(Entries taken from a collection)
%%
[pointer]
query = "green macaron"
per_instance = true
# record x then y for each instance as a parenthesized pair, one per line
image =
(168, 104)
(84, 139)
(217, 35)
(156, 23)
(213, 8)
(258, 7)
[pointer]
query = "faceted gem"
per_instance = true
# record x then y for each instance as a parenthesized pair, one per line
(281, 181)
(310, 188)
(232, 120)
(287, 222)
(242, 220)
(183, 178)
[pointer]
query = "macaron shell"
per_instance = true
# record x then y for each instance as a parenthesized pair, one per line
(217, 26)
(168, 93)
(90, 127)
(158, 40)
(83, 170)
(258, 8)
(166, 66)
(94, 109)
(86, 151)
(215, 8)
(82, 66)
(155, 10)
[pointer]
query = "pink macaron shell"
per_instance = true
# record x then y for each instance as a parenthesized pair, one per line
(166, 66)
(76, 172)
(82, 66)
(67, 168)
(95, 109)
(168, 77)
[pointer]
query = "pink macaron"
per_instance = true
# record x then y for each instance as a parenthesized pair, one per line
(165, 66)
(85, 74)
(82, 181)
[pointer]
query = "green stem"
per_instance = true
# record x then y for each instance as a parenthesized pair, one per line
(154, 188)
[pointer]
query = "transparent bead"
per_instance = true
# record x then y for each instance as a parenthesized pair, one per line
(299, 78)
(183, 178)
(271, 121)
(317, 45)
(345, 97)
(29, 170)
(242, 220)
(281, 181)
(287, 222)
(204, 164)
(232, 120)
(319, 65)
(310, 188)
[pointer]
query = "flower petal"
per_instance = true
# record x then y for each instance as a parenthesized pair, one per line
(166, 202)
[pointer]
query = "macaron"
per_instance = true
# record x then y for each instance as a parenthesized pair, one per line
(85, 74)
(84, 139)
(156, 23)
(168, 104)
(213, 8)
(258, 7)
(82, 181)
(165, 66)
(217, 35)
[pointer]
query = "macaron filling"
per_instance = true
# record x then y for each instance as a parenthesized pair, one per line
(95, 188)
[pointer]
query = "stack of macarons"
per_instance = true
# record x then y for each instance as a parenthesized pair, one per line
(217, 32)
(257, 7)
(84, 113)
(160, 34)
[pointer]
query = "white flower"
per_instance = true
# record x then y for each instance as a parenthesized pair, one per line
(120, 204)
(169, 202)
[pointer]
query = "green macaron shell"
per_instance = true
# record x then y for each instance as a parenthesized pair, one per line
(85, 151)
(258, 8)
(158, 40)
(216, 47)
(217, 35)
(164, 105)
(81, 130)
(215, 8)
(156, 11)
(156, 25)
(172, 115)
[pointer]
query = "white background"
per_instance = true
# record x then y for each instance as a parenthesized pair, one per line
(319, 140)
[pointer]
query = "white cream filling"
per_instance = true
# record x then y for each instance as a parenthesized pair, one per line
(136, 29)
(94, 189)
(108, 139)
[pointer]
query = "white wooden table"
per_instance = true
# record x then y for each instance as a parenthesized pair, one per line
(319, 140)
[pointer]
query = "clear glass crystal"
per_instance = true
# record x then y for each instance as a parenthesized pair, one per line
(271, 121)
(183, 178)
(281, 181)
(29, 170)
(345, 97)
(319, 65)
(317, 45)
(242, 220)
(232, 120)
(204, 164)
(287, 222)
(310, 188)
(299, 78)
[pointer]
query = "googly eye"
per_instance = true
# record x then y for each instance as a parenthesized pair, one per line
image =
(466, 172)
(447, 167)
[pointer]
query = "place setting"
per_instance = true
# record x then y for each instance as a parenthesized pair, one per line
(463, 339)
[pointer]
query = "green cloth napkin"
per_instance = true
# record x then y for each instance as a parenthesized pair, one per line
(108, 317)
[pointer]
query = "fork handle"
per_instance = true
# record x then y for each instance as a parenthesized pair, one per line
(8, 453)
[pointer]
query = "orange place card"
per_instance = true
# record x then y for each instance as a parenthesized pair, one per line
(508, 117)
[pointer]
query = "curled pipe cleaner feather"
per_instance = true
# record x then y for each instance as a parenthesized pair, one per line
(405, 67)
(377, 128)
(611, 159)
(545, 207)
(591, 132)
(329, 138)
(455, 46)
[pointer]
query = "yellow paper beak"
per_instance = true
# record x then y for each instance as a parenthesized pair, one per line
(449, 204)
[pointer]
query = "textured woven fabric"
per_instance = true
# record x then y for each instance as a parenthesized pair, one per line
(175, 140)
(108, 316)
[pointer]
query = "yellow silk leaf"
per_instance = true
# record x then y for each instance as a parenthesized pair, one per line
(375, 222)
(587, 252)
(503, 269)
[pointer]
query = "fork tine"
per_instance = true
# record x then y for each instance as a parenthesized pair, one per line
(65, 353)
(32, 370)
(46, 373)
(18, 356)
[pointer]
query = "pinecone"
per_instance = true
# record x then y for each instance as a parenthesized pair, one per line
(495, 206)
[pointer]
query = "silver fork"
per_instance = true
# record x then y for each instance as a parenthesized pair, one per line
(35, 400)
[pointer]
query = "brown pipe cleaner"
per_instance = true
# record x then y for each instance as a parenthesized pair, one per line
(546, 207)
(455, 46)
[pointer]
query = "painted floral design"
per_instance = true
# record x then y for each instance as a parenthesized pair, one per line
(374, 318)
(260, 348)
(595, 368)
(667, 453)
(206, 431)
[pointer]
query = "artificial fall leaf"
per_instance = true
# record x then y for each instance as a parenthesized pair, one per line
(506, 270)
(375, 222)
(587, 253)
%%
(Given instruction) Reproduce the material verbatim, line by line.

(Response to this exercise)
[pointer]
query = "green macaron"
per_instance = true
# record x then y for each instance as a parenthesized pair, one per line
image =
(168, 104)
(84, 139)
(217, 35)
(156, 23)
(213, 8)
(258, 7)
[pointer]
query = "faceted gem"
per_instance = true
# record x then y for each instance as a parenthesized pair, one per line
(281, 181)
(310, 188)
(232, 120)
(287, 222)
(242, 220)
(183, 178)
[pointer]
query = "macaron shell"
per_instance = true
# record x then y for each instance as a parenthesized pair, one per line
(217, 26)
(168, 93)
(90, 127)
(158, 40)
(83, 170)
(258, 8)
(166, 66)
(94, 109)
(86, 151)
(215, 8)
(82, 66)
(155, 10)
[pointer]
query = "pink macaron shell"
per_instance = true
# record x then y for each instance as a parenthesized pair, one per line
(166, 66)
(76, 172)
(82, 66)
(67, 168)
(95, 109)
(168, 77)
[pointer]
query = "pink macaron"
per_instance = true
# record x then y for each instance as a parenthesized pair, one per line
(165, 66)
(85, 74)
(82, 181)
[pointer]
query = "green stem"
per_instance = true
# record x then y for each instance as a parenthesized pair, one per line
(154, 188)
[pointer]
query = "transparent bead"
per_instance = true
# record x then y for each instance as a parenthesized pair, one per line
(299, 78)
(183, 178)
(271, 121)
(317, 45)
(345, 97)
(29, 170)
(242, 220)
(281, 181)
(287, 222)
(204, 164)
(232, 120)
(319, 65)
(310, 188)
[pointer]
query = "flower petal"
per_instance = true
# record x then y for each instance as a parenthesized pair, one per line
(166, 202)
[pointer]
query = "macaron"
per_instance = true
# record x then y for each instance as a parenthesized pair, one per line
(85, 74)
(84, 139)
(156, 23)
(168, 104)
(213, 8)
(258, 7)
(82, 181)
(165, 66)
(217, 35)
[pointer]
query = "macaron filling"
per_instance = true
# record x then y for each instance as a parenthesized pair, one per line
(95, 188)
[pointer]
query = "stack of macarons"
per_instance = true
# record x then y for each instance as a parenthesized pair, one per line
(217, 32)
(257, 7)
(84, 113)
(160, 34)
[pointer]
query = "white flower"
per_instance = true
# record x then y for each instance as a parenthesized pair, one per line
(120, 204)
(169, 202)
[pointer]
query = "green macaron shell"
per_instance = true
# record x then y for each instance as a parenthesized pair, one per line
(85, 151)
(258, 8)
(158, 40)
(216, 47)
(217, 35)
(164, 105)
(81, 130)
(215, 8)
(156, 11)
(156, 25)
(172, 115)
[pointer]
query = "white background"
per_instance = true
# record x then y for each instance as a parenthesized pair, one per line
(319, 140)
[pointer]
query = "white cream filling"
per_instance = true
# record x then y for each instance as a parenthesized pair, one per line
(136, 29)
(94, 189)
(108, 139)
[pointer]
query = "white wooden table"
per_instance = true
# record x then y for each instance as a parenthesized pair, one per line
(319, 140)
[pointer]
query = "clear glass crystal"
per_instance = true
# record x then y for each instance as a parenthesized pair, one per line
(271, 121)
(183, 178)
(281, 181)
(29, 170)
(345, 97)
(319, 65)
(317, 45)
(242, 220)
(232, 120)
(204, 164)
(287, 222)
(310, 188)
(299, 78)
[pointer]
query = "googly eye"
per_instance = true
# record x then y for each instance as a parenthesized pair, one per line
image =
(466, 172)
(447, 167)
[pointer]
query = "place setting"
per_instance = true
# record x then y for each instance as a parenthesized pair, one per line
(463, 339)
[pointer]
query = "green cloth napkin"
per_instance = true
# record x then y for each instance as a parenthesized pair, one per line
(108, 317)
[pointer]
query = "fork handle"
per_instance = true
# record x then y for each instance as a parenthesized pair, one per line
(8, 453)
[pointer]
query = "orange place card"
per_instance = true
# record x then y for each instance as a parenthesized pair, one per line
(508, 117)
[pointer]
query = "curled pipe cleaner feather"
per_instance = true
# record x then y for each instance as a parenthesized pair, one per line
(405, 67)
(377, 128)
(611, 159)
(545, 207)
(591, 132)
(329, 138)
(455, 46)
[pointer]
query = "yellow paper beak"
per_instance = true
# record x then y for each instance as a parenthesized pair, one per line
(449, 204)
[pointer]
query = "textured woven fabric"
per_instance = true
# record x then y for each instance as a parenthesized pair, one per line
(175, 140)
(108, 316)
[pointer]
query = "yellow silk leaf"
per_instance = true
# record x then y for each instance as a parenthesized pair, one per line
(375, 222)
(587, 252)
(503, 269)
[pointer]
query = "fork tine"
per_instance = true
# record x then y for each instance as a parenthesized pair, one per line
(65, 353)
(32, 370)
(46, 373)
(18, 356)
[pointer]
query = "pinecone"
per_instance = true
# record x then y for each instance as a parenthesized pair, one per line
(495, 206)
[pointer]
query = "silver fork"
per_instance = true
# record x then y for each instance as a parenthesized pair, one per line
(35, 400)
[pointer]
query = "brown pipe cleaner"
per_instance = true
# record x then y for each instance as a parenthesized pair, one per line
(546, 207)
(455, 46)
[pointer]
query = "painted floral design"
per_instance = true
# record x then y for each instance as a parenthesized pair, one per line
(374, 318)
(260, 348)
(595, 368)
(667, 453)
(206, 431)
[pointer]
query = "artificial fall leaf"
per_instance = true
# record x then y for each instance as a parenthesized pair, one per line
(506, 270)
(375, 222)
(587, 253)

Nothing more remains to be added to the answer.